WHAT THE TASK REQUIRES: Duplicate every line of the listing below verbatim, but leave the pictures out.

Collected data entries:
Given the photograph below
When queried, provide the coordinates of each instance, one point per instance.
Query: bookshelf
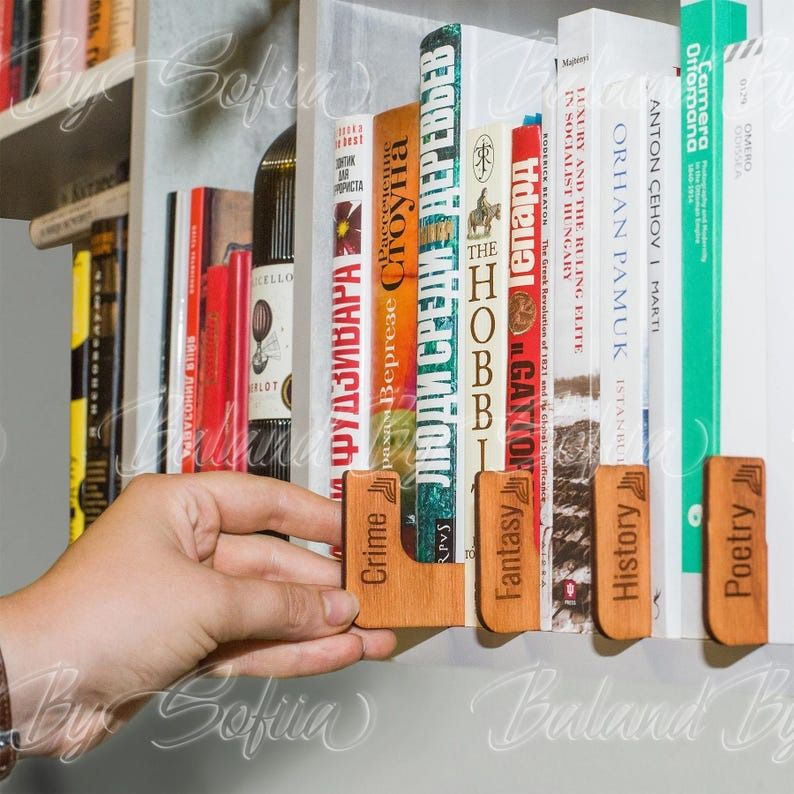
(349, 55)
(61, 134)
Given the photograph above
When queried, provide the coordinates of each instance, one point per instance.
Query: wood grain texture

EXERCISE ANSWER:
Given the photograph below
When queried, provide the coordinates of each instance, one point per instance.
Query: bookshelf
(349, 55)
(61, 134)
Given the photograph above
When queried, provide the coordinates of each instance, one point per instance.
Query: wood grain texture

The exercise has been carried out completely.